- **Job**: Reproduce every line of the material below, but drop the pictures.

- **Record extracts**:

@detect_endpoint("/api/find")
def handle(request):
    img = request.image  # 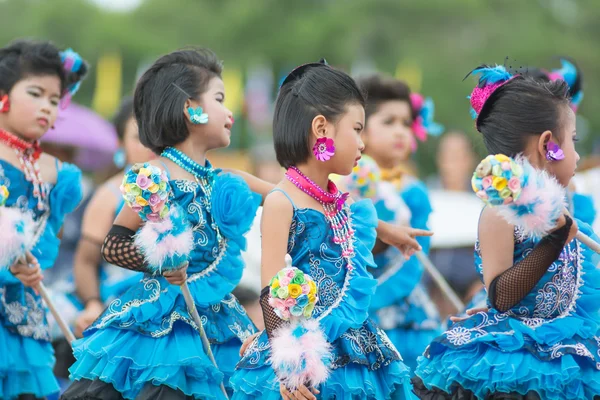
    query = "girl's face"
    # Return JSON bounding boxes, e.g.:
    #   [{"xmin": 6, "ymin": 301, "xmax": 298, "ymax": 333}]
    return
[
  {"xmin": 123, "ymin": 117, "xmax": 156, "ymax": 164},
  {"xmin": 546, "ymin": 106, "xmax": 579, "ymax": 187},
  {"xmin": 0, "ymin": 75, "xmax": 61, "ymax": 141},
  {"xmin": 186, "ymin": 77, "xmax": 233, "ymax": 150},
  {"xmin": 318, "ymin": 104, "xmax": 365, "ymax": 175},
  {"xmin": 363, "ymin": 100, "xmax": 414, "ymax": 168}
]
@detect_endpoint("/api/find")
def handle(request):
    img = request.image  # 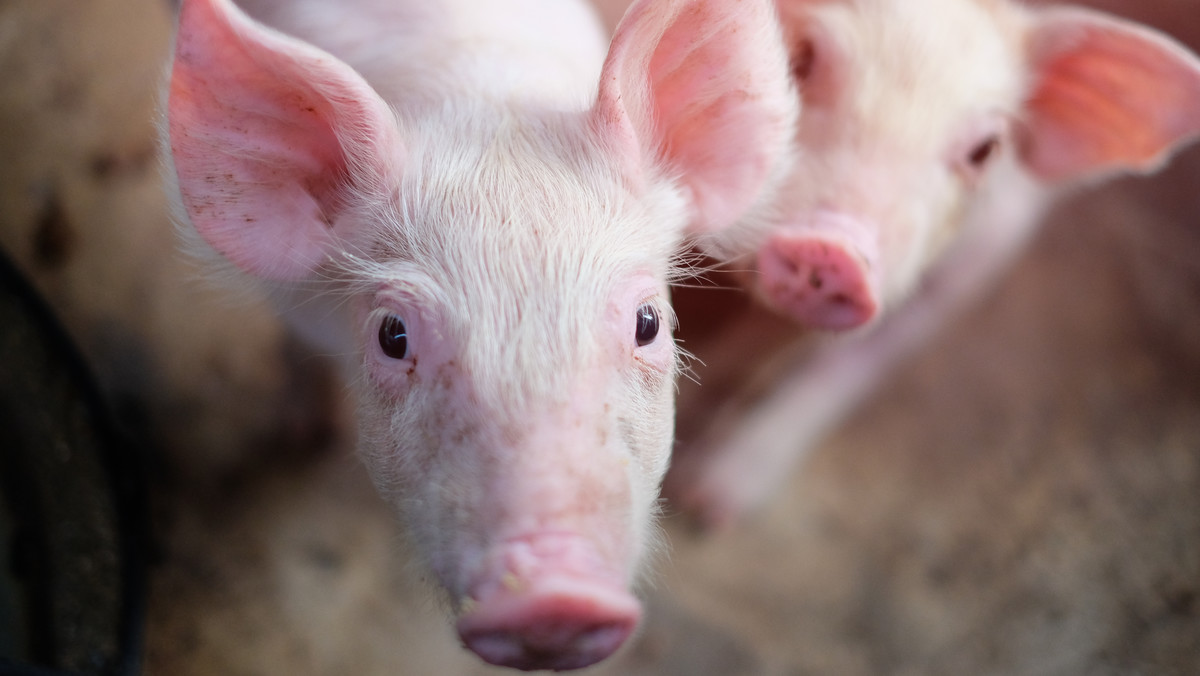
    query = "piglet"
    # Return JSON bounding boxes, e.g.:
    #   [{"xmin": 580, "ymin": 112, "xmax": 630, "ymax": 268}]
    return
[
  {"xmin": 164, "ymin": 0, "xmax": 798, "ymax": 670},
  {"xmin": 668, "ymin": 0, "xmax": 1200, "ymax": 524}
]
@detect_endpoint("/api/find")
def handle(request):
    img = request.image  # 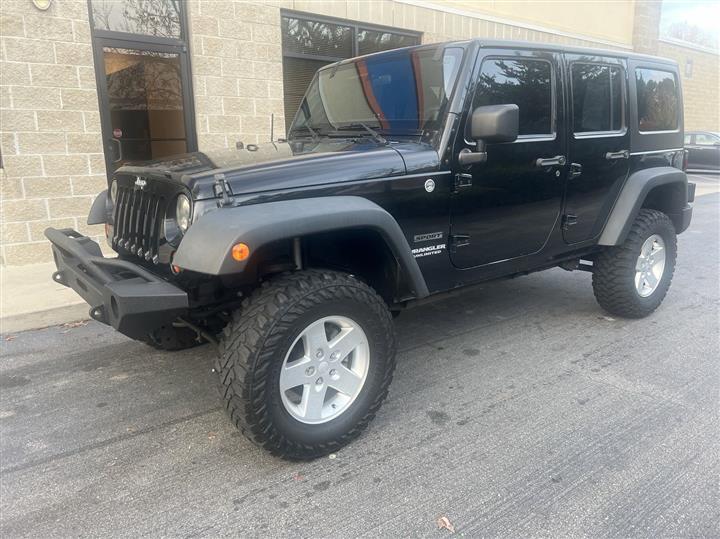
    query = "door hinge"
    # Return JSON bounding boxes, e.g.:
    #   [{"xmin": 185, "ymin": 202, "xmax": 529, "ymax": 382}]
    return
[
  {"xmin": 454, "ymin": 172, "xmax": 472, "ymax": 193},
  {"xmin": 568, "ymin": 163, "xmax": 582, "ymax": 180},
  {"xmin": 563, "ymin": 213, "xmax": 577, "ymax": 230},
  {"xmin": 448, "ymin": 234, "xmax": 470, "ymax": 253}
]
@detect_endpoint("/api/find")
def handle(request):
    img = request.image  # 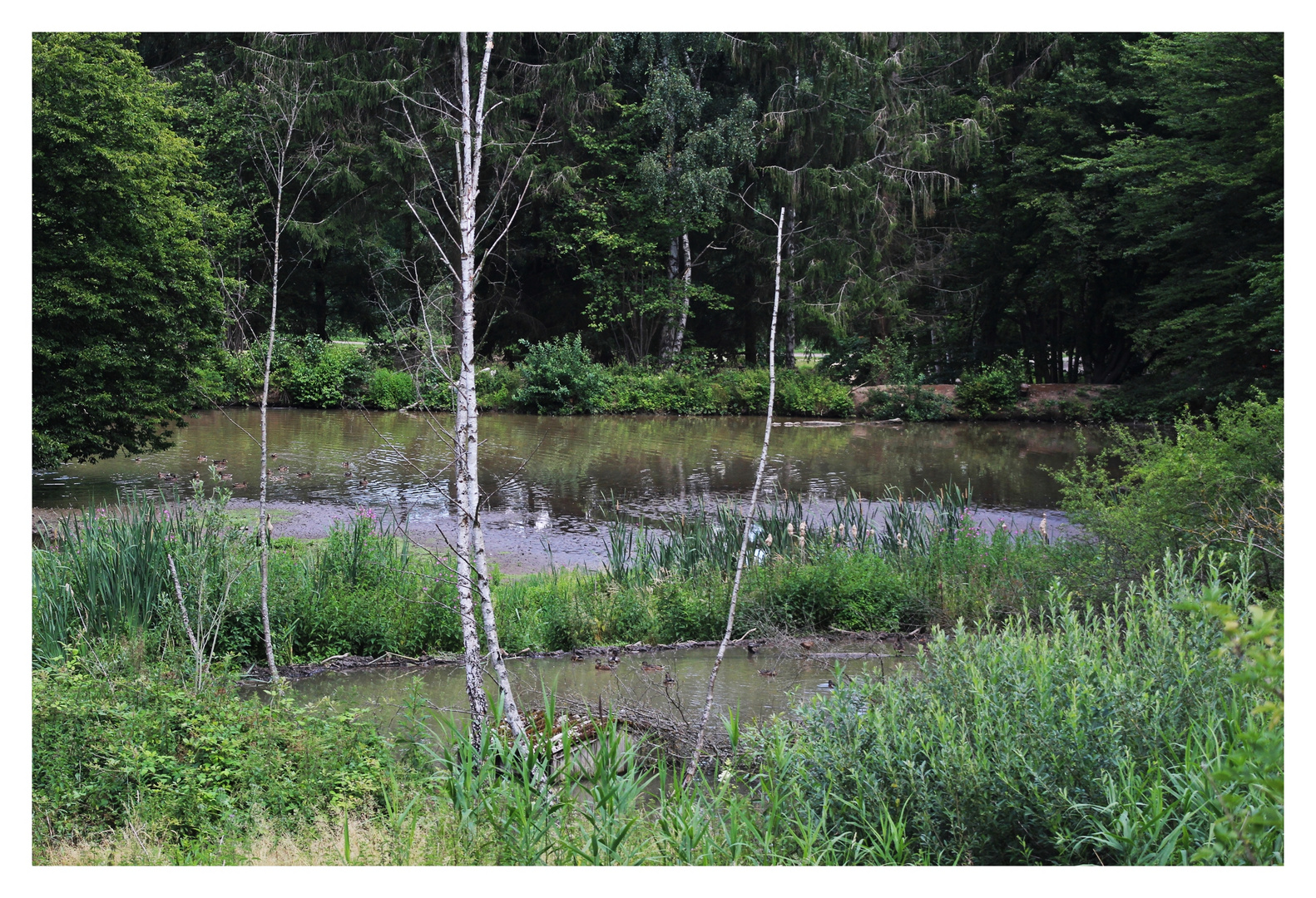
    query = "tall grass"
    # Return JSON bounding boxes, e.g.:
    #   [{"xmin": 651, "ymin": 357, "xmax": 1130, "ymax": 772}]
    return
[
  {"xmin": 604, "ymin": 484, "xmax": 972, "ymax": 584},
  {"xmin": 32, "ymin": 491, "xmax": 247, "ymax": 663},
  {"xmin": 760, "ymin": 559, "xmax": 1283, "ymax": 864}
]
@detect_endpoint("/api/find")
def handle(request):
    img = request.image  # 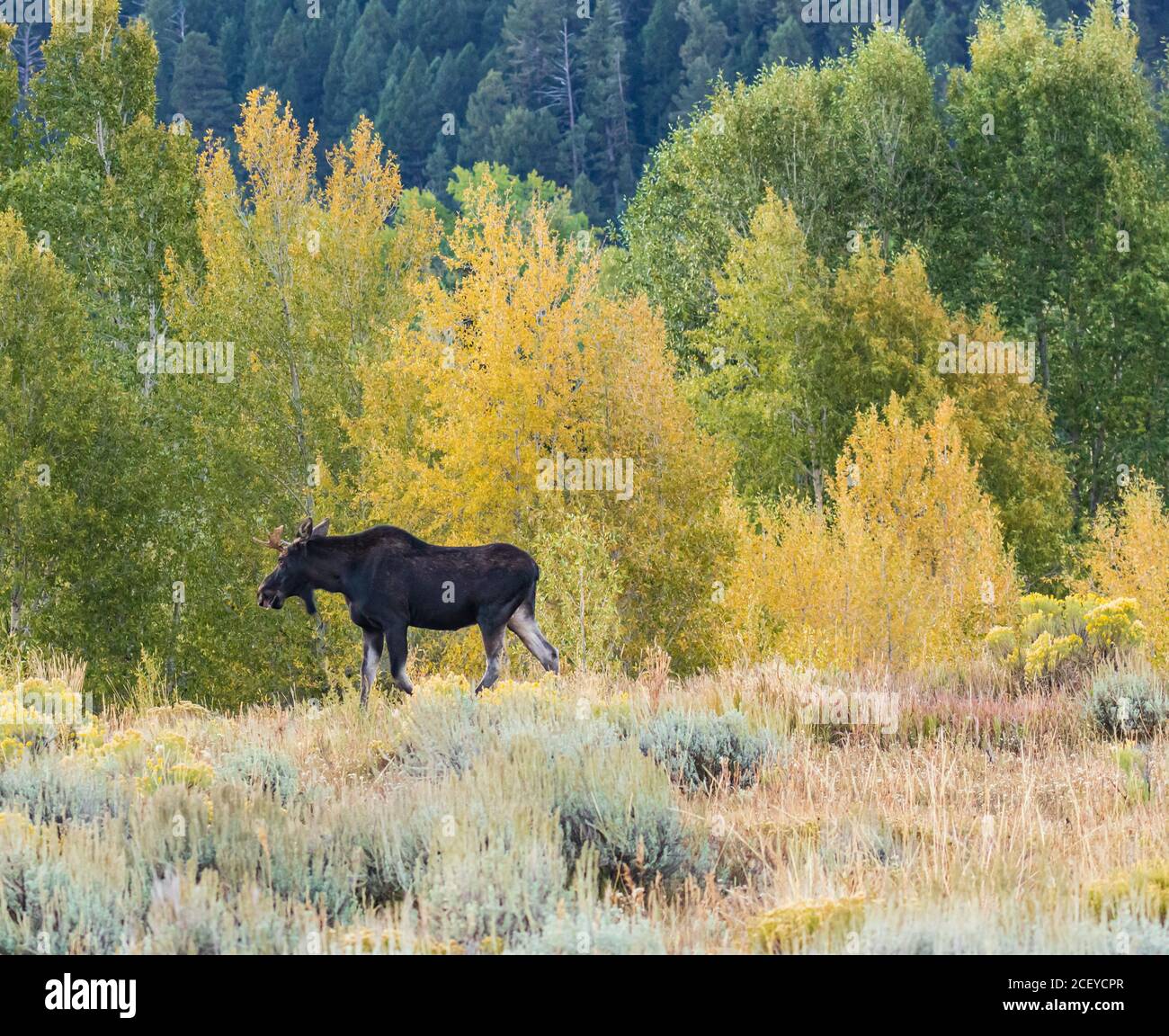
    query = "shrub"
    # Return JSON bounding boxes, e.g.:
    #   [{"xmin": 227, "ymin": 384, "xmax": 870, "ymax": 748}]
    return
[
  {"xmin": 219, "ymin": 745, "xmax": 297, "ymax": 803},
  {"xmin": 556, "ymin": 743, "xmax": 708, "ymax": 884},
  {"xmin": 1087, "ymin": 673, "xmax": 1169, "ymax": 737},
  {"xmin": 985, "ymin": 594, "xmax": 1145, "ymax": 681},
  {"xmin": 640, "ymin": 709, "xmax": 774, "ymax": 790},
  {"xmin": 515, "ymin": 907, "xmax": 665, "ymax": 957},
  {"xmin": 749, "ymin": 896, "xmax": 865, "ymax": 953}
]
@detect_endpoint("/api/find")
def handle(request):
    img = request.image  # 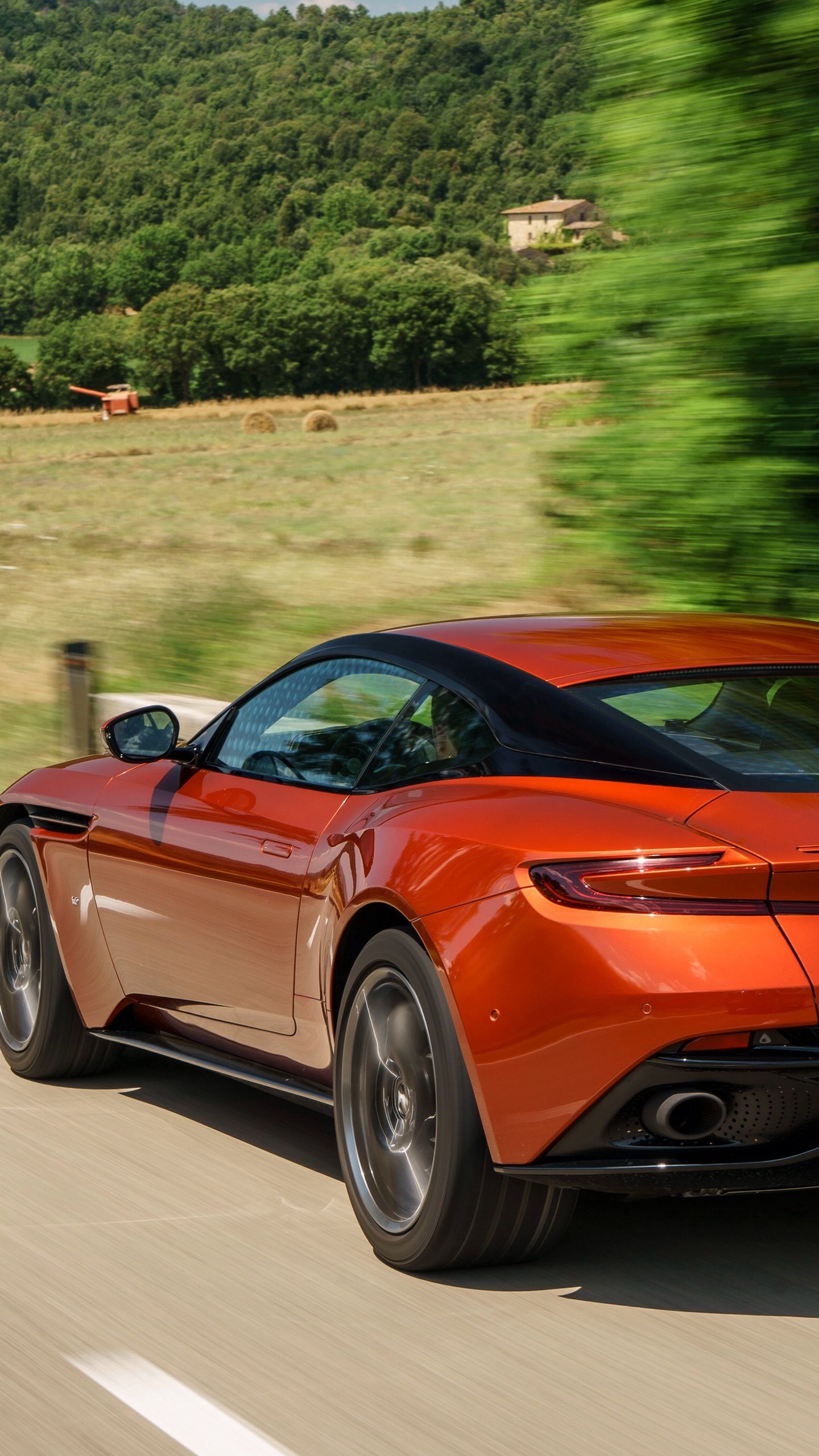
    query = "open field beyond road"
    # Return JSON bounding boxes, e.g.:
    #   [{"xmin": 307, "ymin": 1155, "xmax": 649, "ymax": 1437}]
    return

- **Answer for the task**:
@detect_endpoint("/api/find")
def handle(request):
    img = request.image  # 
    query = "girl's face"
    # Return JSON bounding boxes, e.g.:
    #   [{"xmin": 6, "ymin": 301, "xmax": 298, "ymax": 333}]
    return
[
  {"xmin": 123, "ymin": 117, "xmax": 156, "ymax": 164},
  {"xmin": 546, "ymin": 106, "xmax": 579, "ymax": 187},
  {"xmin": 0, "ymin": 75, "xmax": 61, "ymax": 141},
  {"xmin": 186, "ymin": 77, "xmax": 233, "ymax": 150},
  {"xmin": 318, "ymin": 104, "xmax": 365, "ymax": 175},
  {"xmin": 363, "ymin": 100, "xmax": 414, "ymax": 168}
]
@detect_endpoint("/api/find")
def handle(request):
    img = request.image  # 
    query = "piglet"
    # Return JSON bounding boxes, e.g.:
    #   [{"xmin": 580, "ymin": 112, "xmax": 630, "ymax": 268}]
    return
[
  {"xmin": 164, "ymin": 0, "xmax": 798, "ymax": 670},
  {"xmin": 668, "ymin": 0, "xmax": 1200, "ymax": 524}
]
@detect_endpoint("/api/find")
def handle(request):
    img = request.image  # 
    query = "door hinge"
    # Return JSON bounding boxes, e.g.:
    #   [{"xmin": 185, "ymin": 202, "xmax": 529, "ymax": 382}]
    return
[
  {"xmin": 454, "ymin": 172, "xmax": 472, "ymax": 193},
  {"xmin": 568, "ymin": 163, "xmax": 582, "ymax": 180},
  {"xmin": 563, "ymin": 213, "xmax": 577, "ymax": 230},
  {"xmin": 448, "ymin": 234, "xmax": 470, "ymax": 253}
]
@detect_endpoint("/api/find")
def handle(request):
    img = request.image  # 
    query = "tall grass"
    # Return JSON bounding boxes, e.g.:
    #   [{"xmin": 651, "ymin": 357, "xmax": 1130, "ymax": 772}]
    return
[
  {"xmin": 604, "ymin": 484, "xmax": 972, "ymax": 584},
  {"xmin": 32, "ymin": 491, "xmax": 247, "ymax": 663},
  {"xmin": 760, "ymin": 559, "xmax": 1283, "ymax": 864}
]
@detect_endpoint("/api/find")
def handle(request):
    img = request.image  # 
    query = "shrub"
    # Return JSON bounding boxes, e.g.:
    #   [{"xmin": 227, "ymin": 384, "xmax": 870, "ymax": 748}]
    return
[
  {"xmin": 219, "ymin": 745, "xmax": 297, "ymax": 803},
  {"xmin": 556, "ymin": 743, "xmax": 708, "ymax": 884},
  {"xmin": 1087, "ymin": 673, "xmax": 1169, "ymax": 737},
  {"xmin": 985, "ymin": 594, "xmax": 1145, "ymax": 681},
  {"xmin": 640, "ymin": 709, "xmax": 774, "ymax": 790},
  {"xmin": 515, "ymin": 907, "xmax": 665, "ymax": 957},
  {"xmin": 749, "ymin": 896, "xmax": 865, "ymax": 953}
]
@detect_endpoint("/api/find")
def handle(request):
    img = request.image  # 
    query = "open field beyond road"
    # Return JSON bounding boxes, e.g.:
    #   [{"xmin": 307, "ymin": 1155, "xmax": 649, "ymax": 1437}]
    return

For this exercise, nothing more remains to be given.